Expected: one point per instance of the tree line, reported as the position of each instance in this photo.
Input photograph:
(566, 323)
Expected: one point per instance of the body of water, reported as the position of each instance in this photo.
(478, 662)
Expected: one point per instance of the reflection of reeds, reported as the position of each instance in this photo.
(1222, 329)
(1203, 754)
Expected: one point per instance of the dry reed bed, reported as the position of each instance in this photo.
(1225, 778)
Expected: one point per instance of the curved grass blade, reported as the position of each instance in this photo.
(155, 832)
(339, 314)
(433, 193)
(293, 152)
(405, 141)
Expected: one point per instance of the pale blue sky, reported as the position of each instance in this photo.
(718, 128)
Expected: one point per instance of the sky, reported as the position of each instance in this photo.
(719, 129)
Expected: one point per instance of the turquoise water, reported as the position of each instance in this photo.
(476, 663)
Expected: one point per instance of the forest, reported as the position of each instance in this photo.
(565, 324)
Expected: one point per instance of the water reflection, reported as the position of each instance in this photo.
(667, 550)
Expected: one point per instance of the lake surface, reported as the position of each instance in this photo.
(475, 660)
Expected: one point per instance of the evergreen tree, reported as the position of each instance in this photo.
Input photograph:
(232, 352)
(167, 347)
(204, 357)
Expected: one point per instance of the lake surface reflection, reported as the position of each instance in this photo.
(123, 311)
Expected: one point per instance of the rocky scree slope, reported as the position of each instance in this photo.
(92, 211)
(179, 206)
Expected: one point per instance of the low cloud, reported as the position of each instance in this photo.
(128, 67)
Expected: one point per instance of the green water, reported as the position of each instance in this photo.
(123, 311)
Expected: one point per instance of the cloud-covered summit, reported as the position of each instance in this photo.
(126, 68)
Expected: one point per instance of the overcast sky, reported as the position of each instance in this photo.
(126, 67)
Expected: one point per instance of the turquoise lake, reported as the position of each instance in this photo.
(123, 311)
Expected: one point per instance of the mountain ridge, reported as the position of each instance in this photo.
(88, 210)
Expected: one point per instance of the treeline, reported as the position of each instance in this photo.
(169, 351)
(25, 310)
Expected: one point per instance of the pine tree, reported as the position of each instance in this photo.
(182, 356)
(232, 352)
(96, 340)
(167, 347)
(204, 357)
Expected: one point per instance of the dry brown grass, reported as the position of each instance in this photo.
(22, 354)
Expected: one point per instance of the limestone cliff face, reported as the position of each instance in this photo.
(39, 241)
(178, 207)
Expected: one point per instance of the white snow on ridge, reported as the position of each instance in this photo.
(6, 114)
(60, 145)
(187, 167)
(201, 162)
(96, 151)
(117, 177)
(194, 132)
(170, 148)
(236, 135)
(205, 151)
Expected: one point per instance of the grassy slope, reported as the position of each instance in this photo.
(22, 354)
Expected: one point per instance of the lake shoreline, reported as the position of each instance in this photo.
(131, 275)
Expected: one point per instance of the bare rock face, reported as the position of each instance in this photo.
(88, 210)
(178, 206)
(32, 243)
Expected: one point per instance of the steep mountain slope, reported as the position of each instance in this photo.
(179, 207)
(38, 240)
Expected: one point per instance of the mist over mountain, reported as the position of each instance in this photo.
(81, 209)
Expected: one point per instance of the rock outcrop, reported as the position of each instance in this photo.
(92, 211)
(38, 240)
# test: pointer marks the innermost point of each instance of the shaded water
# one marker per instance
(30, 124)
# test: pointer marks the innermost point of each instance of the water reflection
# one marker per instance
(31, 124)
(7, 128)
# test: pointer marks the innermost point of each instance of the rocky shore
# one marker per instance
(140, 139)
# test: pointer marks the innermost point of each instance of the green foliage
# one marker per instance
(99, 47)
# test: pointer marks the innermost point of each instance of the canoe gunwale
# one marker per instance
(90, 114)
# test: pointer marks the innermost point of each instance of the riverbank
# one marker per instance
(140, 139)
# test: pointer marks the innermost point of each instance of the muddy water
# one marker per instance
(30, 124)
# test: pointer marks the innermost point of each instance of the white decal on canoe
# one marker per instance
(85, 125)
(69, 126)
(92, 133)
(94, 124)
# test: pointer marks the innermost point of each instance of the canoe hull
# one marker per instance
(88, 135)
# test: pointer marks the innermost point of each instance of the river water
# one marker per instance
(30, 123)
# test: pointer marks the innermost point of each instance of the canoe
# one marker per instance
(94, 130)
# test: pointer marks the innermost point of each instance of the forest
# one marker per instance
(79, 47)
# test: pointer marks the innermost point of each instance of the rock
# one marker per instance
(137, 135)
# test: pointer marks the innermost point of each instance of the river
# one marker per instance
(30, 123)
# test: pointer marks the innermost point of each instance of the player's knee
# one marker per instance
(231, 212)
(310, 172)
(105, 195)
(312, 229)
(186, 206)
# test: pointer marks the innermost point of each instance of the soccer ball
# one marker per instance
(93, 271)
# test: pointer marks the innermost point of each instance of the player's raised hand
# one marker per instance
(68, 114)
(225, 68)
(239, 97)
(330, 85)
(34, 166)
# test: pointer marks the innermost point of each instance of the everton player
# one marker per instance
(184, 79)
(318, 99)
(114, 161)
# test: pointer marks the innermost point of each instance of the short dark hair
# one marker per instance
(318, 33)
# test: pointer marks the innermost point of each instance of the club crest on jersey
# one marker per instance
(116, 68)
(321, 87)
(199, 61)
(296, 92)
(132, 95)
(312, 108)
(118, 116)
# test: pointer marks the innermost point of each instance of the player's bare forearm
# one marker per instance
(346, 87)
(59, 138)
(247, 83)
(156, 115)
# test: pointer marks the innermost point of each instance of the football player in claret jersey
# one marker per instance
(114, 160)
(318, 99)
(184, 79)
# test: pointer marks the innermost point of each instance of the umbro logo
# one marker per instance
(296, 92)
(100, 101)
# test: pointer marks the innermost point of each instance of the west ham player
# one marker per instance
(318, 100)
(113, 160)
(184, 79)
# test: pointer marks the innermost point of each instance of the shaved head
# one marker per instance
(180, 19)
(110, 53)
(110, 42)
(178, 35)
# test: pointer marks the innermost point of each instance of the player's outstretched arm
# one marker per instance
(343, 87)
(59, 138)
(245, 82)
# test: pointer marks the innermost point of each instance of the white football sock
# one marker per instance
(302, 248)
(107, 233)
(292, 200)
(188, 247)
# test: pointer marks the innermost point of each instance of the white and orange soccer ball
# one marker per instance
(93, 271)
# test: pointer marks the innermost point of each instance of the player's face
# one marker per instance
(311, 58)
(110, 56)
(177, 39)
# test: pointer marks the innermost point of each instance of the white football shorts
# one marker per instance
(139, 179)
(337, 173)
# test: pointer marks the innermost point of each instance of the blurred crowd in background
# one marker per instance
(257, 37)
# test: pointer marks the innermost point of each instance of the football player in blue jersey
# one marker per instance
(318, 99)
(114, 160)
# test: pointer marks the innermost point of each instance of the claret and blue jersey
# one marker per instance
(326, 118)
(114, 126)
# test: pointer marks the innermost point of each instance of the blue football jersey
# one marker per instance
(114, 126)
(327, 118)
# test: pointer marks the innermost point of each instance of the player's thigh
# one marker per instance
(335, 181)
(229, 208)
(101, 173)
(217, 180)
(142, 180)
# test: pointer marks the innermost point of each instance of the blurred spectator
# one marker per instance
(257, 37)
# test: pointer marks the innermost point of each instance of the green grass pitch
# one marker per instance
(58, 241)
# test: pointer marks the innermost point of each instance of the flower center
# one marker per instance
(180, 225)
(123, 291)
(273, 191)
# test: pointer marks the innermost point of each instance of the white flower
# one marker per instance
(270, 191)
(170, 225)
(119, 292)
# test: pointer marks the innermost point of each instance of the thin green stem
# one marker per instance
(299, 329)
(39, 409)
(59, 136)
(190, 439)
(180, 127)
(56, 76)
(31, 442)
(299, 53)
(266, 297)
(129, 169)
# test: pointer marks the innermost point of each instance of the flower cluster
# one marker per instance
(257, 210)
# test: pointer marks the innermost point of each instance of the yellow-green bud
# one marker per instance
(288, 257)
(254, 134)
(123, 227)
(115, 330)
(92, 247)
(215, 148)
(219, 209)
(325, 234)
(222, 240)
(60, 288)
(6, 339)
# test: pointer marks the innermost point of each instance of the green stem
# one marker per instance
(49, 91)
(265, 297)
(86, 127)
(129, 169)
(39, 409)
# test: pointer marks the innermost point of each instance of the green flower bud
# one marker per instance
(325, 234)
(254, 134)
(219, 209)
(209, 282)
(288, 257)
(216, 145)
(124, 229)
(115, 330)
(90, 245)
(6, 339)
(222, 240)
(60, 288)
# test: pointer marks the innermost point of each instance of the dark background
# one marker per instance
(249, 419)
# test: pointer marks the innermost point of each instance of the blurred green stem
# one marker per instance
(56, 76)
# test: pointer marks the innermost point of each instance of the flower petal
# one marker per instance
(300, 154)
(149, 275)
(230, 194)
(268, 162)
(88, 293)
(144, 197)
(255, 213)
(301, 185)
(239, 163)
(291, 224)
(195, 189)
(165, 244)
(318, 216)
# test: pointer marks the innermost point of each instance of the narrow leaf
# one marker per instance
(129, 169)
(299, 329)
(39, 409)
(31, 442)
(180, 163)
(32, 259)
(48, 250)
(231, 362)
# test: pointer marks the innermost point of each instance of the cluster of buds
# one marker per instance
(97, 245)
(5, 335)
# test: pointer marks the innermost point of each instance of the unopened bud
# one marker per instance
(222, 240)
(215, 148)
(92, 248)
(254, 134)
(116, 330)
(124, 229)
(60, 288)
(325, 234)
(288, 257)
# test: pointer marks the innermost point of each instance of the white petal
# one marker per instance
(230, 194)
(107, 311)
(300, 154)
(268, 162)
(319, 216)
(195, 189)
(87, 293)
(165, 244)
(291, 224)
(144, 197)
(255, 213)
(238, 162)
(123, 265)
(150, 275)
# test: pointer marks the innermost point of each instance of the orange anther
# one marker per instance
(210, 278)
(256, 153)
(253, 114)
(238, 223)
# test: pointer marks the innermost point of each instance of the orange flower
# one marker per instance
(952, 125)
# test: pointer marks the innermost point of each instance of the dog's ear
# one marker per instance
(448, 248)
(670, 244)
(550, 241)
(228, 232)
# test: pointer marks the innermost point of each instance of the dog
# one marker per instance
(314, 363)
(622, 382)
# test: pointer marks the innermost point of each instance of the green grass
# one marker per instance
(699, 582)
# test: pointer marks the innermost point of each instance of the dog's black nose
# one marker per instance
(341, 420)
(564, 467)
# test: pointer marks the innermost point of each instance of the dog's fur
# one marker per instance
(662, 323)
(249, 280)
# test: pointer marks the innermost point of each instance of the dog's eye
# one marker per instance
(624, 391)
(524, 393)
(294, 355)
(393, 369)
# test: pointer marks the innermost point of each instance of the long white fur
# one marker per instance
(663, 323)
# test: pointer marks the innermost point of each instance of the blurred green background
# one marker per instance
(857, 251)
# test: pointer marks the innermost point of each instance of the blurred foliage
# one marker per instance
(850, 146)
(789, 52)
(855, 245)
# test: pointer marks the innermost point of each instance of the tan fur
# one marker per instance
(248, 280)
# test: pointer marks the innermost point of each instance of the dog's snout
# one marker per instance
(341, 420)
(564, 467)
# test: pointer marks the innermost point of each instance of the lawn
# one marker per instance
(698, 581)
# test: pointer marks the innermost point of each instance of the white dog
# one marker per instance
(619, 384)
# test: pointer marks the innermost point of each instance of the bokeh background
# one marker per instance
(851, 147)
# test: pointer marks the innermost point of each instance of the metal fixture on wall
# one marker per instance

----

What you should do: The answer should consist of every line from the listing above that includes the word "foliage".

Finished task:
# test: pointer marks the innermost point of each instance of the green foliage
# test: pointer marks the innermost point of each instance of the blurred foliage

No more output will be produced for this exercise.